--- Recorded information Enclosed Below ---
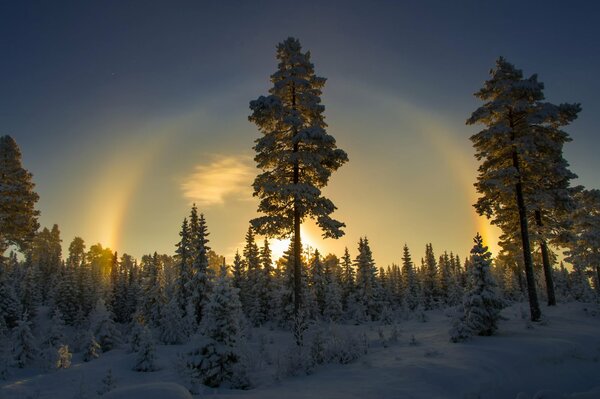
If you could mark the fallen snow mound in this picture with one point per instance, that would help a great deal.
(156, 390)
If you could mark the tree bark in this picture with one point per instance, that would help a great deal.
(297, 217)
(534, 305)
(546, 262)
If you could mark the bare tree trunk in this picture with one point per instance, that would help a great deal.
(297, 242)
(534, 306)
(546, 262)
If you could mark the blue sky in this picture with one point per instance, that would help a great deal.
(118, 106)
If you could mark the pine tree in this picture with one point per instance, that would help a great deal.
(481, 303)
(172, 326)
(30, 293)
(251, 295)
(584, 242)
(146, 355)
(430, 280)
(347, 281)
(108, 383)
(200, 283)
(409, 281)
(25, 350)
(18, 217)
(183, 257)
(519, 148)
(64, 357)
(367, 288)
(333, 295)
(266, 288)
(106, 331)
(295, 153)
(10, 307)
(215, 361)
(66, 295)
(153, 297)
(91, 348)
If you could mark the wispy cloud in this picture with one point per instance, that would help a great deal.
(224, 177)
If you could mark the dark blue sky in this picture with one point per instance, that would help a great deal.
(86, 84)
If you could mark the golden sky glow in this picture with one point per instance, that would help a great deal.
(226, 176)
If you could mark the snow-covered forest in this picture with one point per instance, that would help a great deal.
(91, 322)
--- End of Enclosed Recorded information ---
Work to be completed – The answer is the run of lines that starts at the one containing "If you could mark the pine" and ends at the last line of the material, reproduced exactly.

Output for this exercise –
If you could mark the pine tree in this picture with one point per instance, that would help a great deal.
(481, 303)
(172, 326)
(30, 293)
(251, 295)
(584, 242)
(146, 355)
(430, 280)
(347, 281)
(108, 383)
(200, 283)
(409, 281)
(25, 350)
(18, 217)
(183, 257)
(519, 148)
(64, 357)
(367, 288)
(333, 295)
(266, 288)
(106, 331)
(295, 153)
(10, 307)
(215, 361)
(66, 295)
(153, 297)
(91, 348)
If you could mark the wispy cloud in this picture with one point per instance, that would help a great deal.
(224, 177)
If you could mark the dark blue sky in this picture with one point per instance, that would help a great deal.
(86, 84)
If you could mark the golden sky glow in this picture with one point per instance, that would help a great deal.
(226, 176)
If you could mark the snow-covered forest in this picture with one point per instance, that would help a great deal.
(91, 322)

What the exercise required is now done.